In the reading text on hydroxychloroquine, what is experimental dosage of the drug said to be based on?

**Reading text:**
Start of Block

Study: Outcomes of hydroxychloroquine usage in United States veterans hospitalized with Covid-19

We continue from (CNN) … is Wrong in so Many Ways About Hydroxychloroquine…the Facts Part 2 with this brief note.

The study of the moment is (medRxiv) Outcomes of hydroxychloroquine usage in United States veterans hospitalized with Covid-19.

The popular maelstrom picks up on something like this with proclamations of worthlessness and political finger pointing. The value of this study is too small to become part of that. It usefully warns and reminds the clinician that:

  • Hydroxychloroquine is a dangerous drug.
  • If it does work, there is likely to be a tight regime, with the narrow therapeutic index characteristic of drugs of the pre-antibiotic era. With some of these drugs, the range between the effective dose and the lethal dose was exceedingly small.
  • No one has any idea how to dose. Experimental dosage is based on toxicity to the malaria parasite, entirely different from the job of chaperoning zinc ions into an epithelial cell.

Quoting,

In this study, we found no evidence that use of hydroxychloroquine, either with or without azithromycin, reduced the risk of mechanical ventilation in patients hospitalized with Covid-19.

The words are correct, but should not be confused with “found evidence that [the combinations] did not reduce the risk of mechanical ventilation in patients .”  The study found nothing. either pro or con.

End of Block

**Source data:**
Start of Block

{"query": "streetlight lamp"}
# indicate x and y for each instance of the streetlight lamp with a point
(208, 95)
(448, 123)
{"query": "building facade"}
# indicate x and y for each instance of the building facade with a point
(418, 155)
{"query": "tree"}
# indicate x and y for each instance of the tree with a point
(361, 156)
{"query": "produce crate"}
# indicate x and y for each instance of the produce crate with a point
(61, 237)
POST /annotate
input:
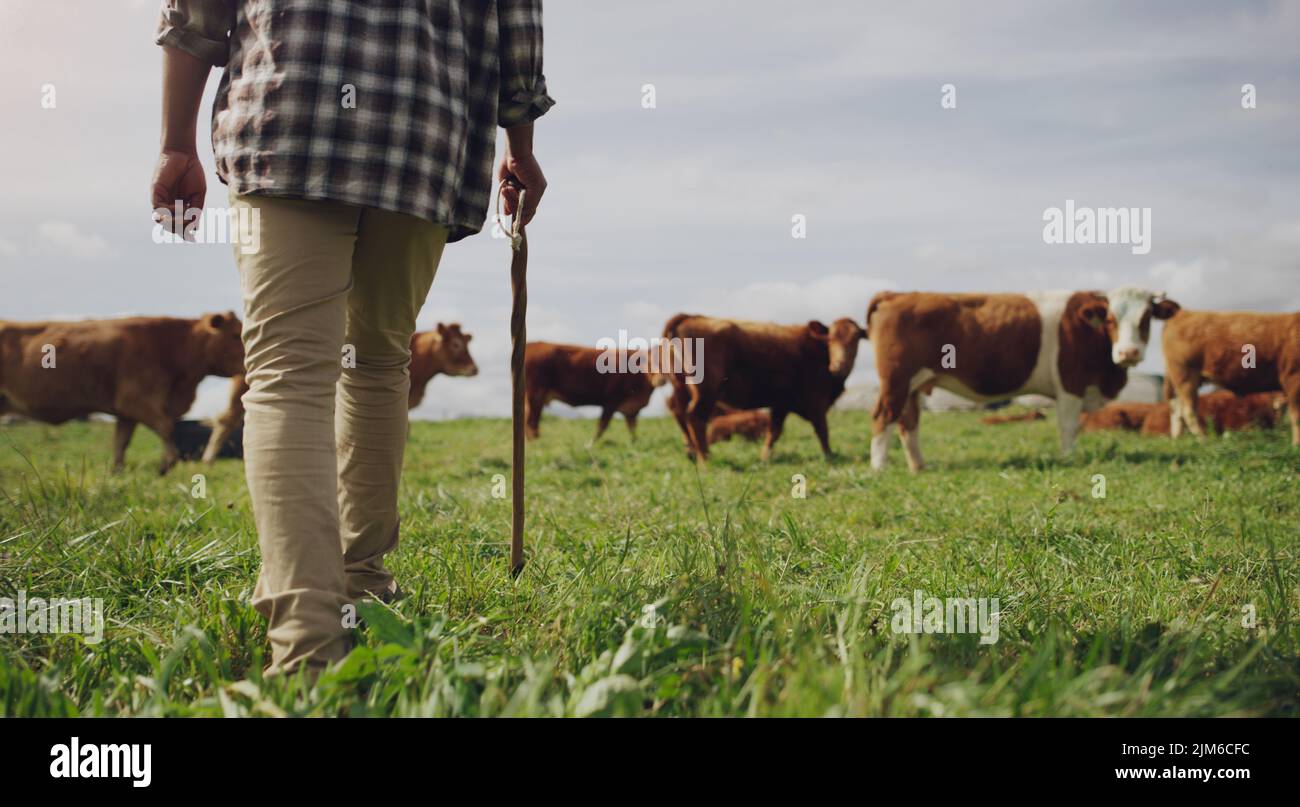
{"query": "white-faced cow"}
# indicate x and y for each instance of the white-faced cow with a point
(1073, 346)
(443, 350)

End of Block

**Result of the exercise:** Toxicity to the malaria parasite.